If a line holds the word "stone", copy it from the entries.

· · · · · · ·

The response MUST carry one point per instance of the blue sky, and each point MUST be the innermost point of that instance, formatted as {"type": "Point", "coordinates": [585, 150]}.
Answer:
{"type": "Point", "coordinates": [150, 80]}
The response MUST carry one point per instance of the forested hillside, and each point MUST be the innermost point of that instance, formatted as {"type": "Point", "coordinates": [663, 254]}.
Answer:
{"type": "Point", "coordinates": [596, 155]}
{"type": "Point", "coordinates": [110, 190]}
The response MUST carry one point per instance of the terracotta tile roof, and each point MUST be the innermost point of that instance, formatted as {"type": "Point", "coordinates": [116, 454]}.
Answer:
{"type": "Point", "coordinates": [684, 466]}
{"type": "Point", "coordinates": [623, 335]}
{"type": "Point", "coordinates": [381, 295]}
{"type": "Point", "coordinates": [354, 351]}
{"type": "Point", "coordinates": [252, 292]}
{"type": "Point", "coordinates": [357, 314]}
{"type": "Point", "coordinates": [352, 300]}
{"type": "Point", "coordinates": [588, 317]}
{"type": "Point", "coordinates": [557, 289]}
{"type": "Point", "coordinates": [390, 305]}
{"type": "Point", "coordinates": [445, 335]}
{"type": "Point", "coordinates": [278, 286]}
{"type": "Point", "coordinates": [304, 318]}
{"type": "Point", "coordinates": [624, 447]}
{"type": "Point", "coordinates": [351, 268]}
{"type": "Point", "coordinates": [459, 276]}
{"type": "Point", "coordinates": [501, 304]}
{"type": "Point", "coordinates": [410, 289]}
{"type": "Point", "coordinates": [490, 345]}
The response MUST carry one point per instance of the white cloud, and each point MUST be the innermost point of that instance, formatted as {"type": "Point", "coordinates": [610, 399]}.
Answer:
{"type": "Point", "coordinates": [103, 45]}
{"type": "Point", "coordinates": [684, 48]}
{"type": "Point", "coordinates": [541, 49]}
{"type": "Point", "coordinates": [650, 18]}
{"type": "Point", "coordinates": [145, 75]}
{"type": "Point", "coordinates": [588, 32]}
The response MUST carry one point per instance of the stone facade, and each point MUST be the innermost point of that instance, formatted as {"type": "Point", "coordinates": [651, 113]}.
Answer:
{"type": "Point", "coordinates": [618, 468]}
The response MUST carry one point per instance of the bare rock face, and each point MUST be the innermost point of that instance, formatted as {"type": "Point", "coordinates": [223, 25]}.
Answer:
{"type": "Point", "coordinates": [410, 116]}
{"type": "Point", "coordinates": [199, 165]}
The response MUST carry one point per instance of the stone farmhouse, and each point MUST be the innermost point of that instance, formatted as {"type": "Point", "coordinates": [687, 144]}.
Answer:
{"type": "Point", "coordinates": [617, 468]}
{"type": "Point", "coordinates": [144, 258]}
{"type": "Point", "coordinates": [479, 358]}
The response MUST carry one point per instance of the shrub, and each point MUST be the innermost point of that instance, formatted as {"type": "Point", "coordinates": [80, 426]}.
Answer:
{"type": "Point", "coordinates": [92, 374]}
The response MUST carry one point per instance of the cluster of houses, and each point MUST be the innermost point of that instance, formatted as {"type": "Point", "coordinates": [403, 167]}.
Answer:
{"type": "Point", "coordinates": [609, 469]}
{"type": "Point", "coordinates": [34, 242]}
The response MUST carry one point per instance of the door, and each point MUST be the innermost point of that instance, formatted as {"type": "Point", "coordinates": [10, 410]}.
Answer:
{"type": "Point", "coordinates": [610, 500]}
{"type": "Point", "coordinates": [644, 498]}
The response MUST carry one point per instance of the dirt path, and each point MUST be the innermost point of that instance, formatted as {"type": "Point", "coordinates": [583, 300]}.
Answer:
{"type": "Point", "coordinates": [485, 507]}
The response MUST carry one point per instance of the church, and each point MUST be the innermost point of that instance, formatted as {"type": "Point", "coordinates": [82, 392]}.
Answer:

· · · · · · ·

REPLY:
The response MUST carry one point per instance of the stone facade, and each point MUST be the innermost point of that instance, formatted as {"type": "Point", "coordinates": [651, 113]}.
The response MUST carry one point per instance of the stone farmhouse, and each point MUST be the innermost point of that instance, formatted as {"type": "Point", "coordinates": [687, 144]}.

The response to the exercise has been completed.